* Excerpt provided *
New Japanese Ebola vaccine to start clinical trial

TOKYO (The Japan News/ANN) - The nation’s first domestically developed vaccine for Ebola hemorrhagic fever will be tested by a Japanese research team that will start a clinical trial this month.

A Japanese research team will start a clinical trial this month of the nation’s first domestically developed vaccine for Ebola hemorrhagic fever (see below), a step toward developing a new weapon in the fight against the deadly disease.

 After the vaccine’s safety has been confirmed through the trial in Japan, its impact will be examined from next year in places such as central Africa, where Ebola is still found.

 Since an outbreak of Ebola in western Africa in 2014, cases of the virus have also emerged in the United States and other countries. While no cases have been confirmed in Japan so far, domestic steps to prepare for such a situation are urgently being taken, for such reasons as the increasing number of foreign visitors to the nation.

 The vaccine is initially expected to be administered to medical care workers who would be involved in treating and looking after an Ebola patient detected in the nation. The vaccine’s main purposes are to ensure medical treatment systems are maintained and to help prevent the disease from spreading within Japan.

 The research team, whose members include University of Tokyo Prof. Yoshihiro Kawaoka, a virology expert, developed the vaccine based on an Ebola virus that had been genetically altered so it could not multiply or reproduce. The vaccine’s safety was boosted when combined with the use of special drugs, which stripped the virus of its infectious capacity. 

 Monkeys that were given the vaccine were then infected with a potentially fatal dose of the Ebola virus, but none displayed symptoms of the disease and all survived. The vaccine’s safety and effectiveness was confirmed through such tests on animals.

 The clinical test will be conducted on a total of 30 healthy men at the university’s Institute of Medical Science. After being given two vaccinations four weeks apart, the men will be regularly examined for side effects and whether they have developed immunity to the Ebola virus. If the vaccine is proven to be safe, the research team plans to work with pharmaceutical companies and conduct clinical trials to confirm the vaccine is effective in the Democratic Republic of the Congo and other nations where Ebola is found.

 Ebola virus vaccines have been partly put to practical use overseas. However, serious side effects such as severe joint pain after being vaccinated have been reported. Accordingly, the development of a safer, easier-to-make vaccine has been called for.

* Exercise directions *
Return the passage of the Ebola vaccine article between "After the vaccine’s" and "to the nation.", inclusive, reproduced word for word.

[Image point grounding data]
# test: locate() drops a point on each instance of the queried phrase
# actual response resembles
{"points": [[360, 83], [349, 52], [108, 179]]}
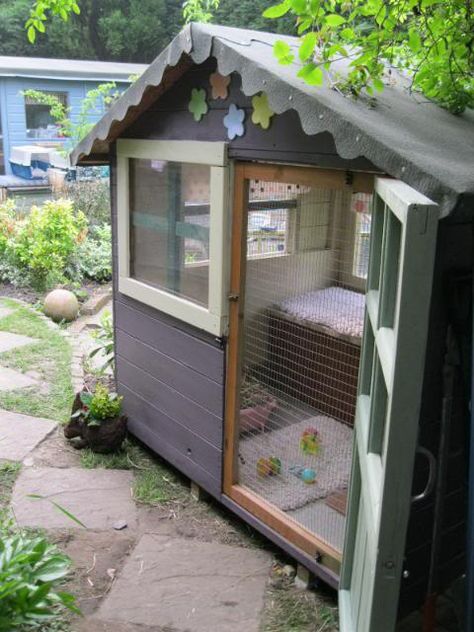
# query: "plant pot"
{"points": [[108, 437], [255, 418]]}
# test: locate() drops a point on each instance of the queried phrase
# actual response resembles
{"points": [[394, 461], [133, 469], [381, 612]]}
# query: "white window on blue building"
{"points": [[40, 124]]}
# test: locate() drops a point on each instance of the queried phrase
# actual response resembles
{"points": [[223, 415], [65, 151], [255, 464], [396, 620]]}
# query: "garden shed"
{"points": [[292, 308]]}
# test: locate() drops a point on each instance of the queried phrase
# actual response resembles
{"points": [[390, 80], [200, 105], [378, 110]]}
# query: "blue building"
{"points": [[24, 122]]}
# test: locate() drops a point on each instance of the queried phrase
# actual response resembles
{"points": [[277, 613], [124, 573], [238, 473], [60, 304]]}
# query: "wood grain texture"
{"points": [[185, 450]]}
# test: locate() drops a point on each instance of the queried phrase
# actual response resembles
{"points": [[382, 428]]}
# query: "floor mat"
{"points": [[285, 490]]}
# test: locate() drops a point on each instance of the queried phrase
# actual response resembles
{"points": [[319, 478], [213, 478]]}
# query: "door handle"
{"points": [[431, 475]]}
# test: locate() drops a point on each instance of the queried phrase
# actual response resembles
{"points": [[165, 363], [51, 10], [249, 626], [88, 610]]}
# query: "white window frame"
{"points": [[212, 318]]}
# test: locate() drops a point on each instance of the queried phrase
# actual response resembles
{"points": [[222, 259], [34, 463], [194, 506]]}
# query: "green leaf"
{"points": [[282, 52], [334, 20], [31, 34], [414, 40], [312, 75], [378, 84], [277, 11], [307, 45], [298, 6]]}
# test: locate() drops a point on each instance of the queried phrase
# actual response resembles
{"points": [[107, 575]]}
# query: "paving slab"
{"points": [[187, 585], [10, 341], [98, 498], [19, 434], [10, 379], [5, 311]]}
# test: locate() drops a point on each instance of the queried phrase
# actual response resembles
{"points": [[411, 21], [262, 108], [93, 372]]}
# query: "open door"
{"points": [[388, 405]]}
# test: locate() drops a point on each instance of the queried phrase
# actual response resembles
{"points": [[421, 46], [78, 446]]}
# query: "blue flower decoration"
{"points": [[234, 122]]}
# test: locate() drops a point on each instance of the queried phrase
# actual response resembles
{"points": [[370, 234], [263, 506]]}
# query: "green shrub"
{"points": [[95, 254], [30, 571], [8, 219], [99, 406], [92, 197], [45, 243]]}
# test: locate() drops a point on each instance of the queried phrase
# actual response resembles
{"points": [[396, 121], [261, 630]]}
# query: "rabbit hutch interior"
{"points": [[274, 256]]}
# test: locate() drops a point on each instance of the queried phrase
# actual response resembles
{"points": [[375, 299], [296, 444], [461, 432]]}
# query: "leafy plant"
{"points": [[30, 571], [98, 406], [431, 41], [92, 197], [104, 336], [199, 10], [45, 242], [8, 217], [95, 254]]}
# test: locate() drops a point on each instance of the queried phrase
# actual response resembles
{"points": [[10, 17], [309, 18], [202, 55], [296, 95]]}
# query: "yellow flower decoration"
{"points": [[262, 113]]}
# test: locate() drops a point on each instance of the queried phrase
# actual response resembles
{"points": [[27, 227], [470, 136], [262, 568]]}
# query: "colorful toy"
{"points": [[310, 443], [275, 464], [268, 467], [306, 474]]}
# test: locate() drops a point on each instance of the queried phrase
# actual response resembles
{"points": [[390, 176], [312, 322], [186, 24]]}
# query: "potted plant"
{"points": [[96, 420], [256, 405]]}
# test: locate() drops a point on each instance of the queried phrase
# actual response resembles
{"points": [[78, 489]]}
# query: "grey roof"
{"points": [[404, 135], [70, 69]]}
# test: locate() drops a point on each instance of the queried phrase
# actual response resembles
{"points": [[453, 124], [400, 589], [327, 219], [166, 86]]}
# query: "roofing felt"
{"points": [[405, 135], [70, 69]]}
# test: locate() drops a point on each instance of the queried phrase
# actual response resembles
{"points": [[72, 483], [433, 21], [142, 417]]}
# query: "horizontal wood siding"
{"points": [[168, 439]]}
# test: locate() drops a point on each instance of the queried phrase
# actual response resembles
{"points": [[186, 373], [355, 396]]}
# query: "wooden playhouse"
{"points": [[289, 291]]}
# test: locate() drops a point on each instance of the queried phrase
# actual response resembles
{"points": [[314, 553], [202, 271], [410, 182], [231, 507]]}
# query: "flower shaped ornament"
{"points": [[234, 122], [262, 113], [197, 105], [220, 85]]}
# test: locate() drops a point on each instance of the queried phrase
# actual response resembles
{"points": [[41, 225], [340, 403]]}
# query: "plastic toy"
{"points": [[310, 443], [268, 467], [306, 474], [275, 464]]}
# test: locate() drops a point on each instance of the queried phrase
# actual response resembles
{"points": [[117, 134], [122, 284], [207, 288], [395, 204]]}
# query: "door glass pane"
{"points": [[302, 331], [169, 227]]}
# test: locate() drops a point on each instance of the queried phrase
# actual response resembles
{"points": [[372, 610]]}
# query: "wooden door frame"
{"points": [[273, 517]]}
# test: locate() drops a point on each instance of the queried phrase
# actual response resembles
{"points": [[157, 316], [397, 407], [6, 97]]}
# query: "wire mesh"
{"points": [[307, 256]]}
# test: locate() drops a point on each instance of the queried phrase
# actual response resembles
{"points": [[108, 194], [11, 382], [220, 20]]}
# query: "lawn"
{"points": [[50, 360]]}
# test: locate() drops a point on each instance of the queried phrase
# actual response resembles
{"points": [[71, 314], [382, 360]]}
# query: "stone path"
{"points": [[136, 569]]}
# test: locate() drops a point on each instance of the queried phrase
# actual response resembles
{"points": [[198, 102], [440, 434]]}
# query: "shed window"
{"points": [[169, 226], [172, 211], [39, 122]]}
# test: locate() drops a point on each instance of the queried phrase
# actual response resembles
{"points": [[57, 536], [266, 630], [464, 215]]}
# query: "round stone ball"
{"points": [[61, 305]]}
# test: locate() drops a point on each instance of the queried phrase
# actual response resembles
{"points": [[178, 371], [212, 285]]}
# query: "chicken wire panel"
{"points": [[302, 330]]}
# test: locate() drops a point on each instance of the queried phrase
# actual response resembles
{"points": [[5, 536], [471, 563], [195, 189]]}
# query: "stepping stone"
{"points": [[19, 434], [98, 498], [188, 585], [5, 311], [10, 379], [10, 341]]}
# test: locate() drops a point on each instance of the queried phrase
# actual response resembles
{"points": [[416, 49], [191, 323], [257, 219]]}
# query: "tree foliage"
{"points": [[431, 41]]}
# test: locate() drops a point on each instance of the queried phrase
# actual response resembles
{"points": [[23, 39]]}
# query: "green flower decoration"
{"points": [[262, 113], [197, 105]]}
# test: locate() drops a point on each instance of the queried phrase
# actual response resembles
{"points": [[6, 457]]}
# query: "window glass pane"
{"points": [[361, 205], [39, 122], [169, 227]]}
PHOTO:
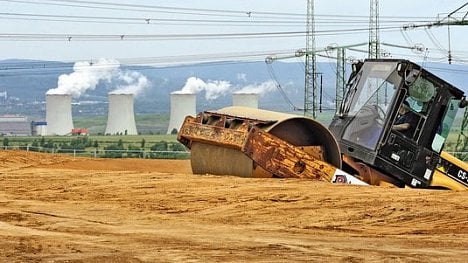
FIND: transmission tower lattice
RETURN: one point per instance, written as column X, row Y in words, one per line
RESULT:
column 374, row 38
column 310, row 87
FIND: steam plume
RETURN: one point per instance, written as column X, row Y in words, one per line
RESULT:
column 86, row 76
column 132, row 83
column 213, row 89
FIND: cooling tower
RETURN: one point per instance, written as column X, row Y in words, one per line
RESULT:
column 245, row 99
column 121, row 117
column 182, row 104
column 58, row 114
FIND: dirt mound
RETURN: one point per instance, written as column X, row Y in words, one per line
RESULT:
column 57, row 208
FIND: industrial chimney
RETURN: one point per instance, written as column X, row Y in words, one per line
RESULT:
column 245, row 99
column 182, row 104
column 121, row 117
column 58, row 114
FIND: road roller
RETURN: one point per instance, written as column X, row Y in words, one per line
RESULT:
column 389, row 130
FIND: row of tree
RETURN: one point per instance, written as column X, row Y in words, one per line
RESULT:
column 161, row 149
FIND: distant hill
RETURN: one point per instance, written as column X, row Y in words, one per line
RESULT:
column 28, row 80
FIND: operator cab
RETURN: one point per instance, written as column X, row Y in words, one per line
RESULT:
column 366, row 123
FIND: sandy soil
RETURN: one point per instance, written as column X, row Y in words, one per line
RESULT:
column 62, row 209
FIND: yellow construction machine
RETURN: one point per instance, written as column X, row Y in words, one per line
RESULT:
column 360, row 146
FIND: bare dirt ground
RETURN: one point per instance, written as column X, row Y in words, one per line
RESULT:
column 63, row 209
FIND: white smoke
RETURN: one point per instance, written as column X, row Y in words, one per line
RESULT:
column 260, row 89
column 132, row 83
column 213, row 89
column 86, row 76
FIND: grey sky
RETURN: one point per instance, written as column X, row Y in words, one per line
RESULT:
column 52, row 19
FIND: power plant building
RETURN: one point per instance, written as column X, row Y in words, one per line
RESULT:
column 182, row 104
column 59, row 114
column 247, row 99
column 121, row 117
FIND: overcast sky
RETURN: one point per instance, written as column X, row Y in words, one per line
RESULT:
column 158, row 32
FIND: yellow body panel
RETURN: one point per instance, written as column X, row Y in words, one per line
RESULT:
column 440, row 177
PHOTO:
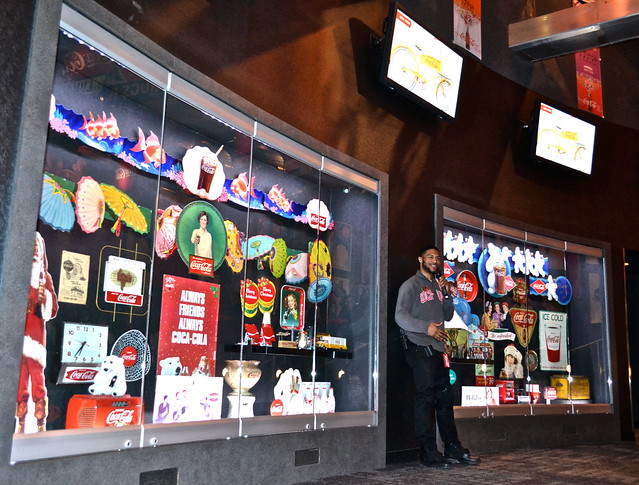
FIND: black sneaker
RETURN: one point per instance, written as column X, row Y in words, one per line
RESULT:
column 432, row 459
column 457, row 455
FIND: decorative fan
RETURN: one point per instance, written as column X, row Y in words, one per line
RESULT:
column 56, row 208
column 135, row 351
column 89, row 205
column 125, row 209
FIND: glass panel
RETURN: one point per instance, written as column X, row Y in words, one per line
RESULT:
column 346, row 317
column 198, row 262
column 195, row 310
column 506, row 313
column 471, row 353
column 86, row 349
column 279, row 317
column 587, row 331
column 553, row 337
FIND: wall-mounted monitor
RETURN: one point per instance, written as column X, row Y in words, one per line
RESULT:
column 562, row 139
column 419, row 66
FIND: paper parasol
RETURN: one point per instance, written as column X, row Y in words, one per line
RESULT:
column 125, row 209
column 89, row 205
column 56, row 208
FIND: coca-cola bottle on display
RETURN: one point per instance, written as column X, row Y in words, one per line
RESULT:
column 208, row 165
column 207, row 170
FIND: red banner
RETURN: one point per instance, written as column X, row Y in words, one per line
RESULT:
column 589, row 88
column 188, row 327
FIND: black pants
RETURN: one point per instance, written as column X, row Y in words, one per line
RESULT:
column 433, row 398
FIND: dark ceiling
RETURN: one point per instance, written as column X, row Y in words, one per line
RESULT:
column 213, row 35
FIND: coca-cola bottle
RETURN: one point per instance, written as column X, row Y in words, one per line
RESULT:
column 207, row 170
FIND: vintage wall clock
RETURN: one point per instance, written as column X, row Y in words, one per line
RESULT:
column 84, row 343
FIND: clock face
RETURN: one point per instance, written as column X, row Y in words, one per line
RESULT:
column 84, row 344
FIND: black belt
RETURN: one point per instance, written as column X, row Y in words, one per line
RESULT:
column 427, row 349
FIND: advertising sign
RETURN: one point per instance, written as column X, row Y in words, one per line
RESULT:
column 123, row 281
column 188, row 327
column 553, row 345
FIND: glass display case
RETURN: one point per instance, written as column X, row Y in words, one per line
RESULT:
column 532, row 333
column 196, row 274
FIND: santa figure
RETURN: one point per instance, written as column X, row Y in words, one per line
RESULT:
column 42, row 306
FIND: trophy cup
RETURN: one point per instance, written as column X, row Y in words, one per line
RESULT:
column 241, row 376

* Solved problem *
After the vaccine’s safety has been confirmed through the trial in Japan, its impact will be examined from next year in places such as central Africa, where Ebola is still found.

 Since an outbreak of Ebola in western Africa in 2014, cases of the virus have also emerged in the United States and other countries. While no cases have been confirmed in Japan so far, domestic steps to prepare for such a situation are urgently being taken, for such reasons as the increasing number of foreign visitors to the nation.